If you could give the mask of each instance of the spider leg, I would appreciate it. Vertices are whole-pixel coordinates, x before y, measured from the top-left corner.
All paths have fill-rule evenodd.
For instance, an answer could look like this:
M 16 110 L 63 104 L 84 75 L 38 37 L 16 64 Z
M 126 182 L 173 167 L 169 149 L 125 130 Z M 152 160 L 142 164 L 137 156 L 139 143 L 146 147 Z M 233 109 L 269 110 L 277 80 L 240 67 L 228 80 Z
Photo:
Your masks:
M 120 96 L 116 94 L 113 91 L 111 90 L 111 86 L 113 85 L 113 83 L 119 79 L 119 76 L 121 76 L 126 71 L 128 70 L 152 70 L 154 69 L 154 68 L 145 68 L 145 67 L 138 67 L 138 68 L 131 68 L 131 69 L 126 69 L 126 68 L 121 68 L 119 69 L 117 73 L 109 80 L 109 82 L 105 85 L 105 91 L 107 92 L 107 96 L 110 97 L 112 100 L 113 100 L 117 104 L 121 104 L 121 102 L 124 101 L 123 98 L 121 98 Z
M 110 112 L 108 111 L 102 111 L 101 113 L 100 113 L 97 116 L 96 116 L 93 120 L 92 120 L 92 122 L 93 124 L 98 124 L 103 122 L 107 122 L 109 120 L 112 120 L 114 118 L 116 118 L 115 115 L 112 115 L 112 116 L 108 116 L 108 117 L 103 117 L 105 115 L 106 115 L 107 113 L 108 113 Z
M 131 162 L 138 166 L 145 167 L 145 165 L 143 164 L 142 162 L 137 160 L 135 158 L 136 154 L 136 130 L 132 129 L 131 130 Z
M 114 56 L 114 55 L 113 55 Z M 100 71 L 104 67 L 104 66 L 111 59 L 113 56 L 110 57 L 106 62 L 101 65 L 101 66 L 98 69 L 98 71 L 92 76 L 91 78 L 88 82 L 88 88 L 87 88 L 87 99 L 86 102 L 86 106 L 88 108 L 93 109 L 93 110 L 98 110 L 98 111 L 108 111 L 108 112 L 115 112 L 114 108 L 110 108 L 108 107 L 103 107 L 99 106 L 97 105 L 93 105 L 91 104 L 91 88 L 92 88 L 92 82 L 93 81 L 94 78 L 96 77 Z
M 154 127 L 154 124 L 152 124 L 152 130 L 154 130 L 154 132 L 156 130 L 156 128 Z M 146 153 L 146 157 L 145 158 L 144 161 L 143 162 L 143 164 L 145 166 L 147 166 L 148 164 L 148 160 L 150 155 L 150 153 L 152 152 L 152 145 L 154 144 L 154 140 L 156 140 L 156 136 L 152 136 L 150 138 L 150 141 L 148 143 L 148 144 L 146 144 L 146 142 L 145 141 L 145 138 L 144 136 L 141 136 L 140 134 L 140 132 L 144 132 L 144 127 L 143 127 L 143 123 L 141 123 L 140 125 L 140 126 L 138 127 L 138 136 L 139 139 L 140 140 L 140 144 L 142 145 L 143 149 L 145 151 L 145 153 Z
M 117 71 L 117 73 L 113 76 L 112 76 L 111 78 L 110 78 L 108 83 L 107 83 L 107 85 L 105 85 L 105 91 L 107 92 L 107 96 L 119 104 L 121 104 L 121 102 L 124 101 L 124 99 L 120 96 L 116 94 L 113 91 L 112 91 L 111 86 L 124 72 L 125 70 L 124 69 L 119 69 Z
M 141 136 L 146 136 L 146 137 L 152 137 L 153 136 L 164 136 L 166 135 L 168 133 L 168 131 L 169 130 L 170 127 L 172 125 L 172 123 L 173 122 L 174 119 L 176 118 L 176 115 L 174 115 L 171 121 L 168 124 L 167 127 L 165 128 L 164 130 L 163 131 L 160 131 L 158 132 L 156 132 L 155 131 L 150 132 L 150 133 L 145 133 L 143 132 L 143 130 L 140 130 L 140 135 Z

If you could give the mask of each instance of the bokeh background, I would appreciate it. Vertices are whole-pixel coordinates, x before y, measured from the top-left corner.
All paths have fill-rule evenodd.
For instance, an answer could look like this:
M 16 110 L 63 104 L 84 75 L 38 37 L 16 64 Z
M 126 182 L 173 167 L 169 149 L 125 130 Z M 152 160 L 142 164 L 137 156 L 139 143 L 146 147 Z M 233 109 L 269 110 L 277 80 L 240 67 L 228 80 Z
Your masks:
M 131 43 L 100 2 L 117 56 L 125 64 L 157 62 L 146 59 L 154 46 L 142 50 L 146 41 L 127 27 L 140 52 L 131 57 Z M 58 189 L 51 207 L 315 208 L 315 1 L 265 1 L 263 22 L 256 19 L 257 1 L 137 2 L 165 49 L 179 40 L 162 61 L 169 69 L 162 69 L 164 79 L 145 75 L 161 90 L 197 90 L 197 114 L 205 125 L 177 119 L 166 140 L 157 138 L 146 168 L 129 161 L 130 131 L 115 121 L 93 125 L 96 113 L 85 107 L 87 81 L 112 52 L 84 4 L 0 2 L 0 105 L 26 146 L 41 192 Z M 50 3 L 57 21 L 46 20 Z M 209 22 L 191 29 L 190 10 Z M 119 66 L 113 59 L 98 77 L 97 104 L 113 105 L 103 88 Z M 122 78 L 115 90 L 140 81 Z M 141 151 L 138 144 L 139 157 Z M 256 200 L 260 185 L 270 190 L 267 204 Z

-=-=-=-=-

Copy the records word for word, from the beginning of the records through the line containing "M 120 96 L 116", with both of those lines included.

If you could give the mask of each instance of the spider leg, I would appreciate it. Vertices are whole-pixel coordinates, x before y, measured from the top-left corner.
All paths have fill-rule evenodd.
For instance, an answer could look like this:
M 16 110 L 63 104 L 84 75 L 38 37 L 16 64 Z
M 126 182 L 173 167 L 169 149 L 125 130 Z M 152 160 L 142 164 L 137 156 L 139 143 L 146 147 Z M 233 109 L 269 110 L 277 80 L 240 67 L 228 80 Z
Photo:
Your masks:
M 120 96 L 116 94 L 113 91 L 111 90 L 111 86 L 113 85 L 113 83 L 119 79 L 119 76 L 121 76 L 126 71 L 128 70 L 152 70 L 154 69 L 154 68 L 145 68 L 145 67 L 138 67 L 138 68 L 131 68 L 131 69 L 126 69 L 126 68 L 121 68 L 119 69 L 117 73 L 109 80 L 109 82 L 105 85 L 105 91 L 107 92 L 107 96 L 110 97 L 112 100 L 113 100 L 117 104 L 121 104 L 121 102 L 124 101 L 123 98 L 121 98 Z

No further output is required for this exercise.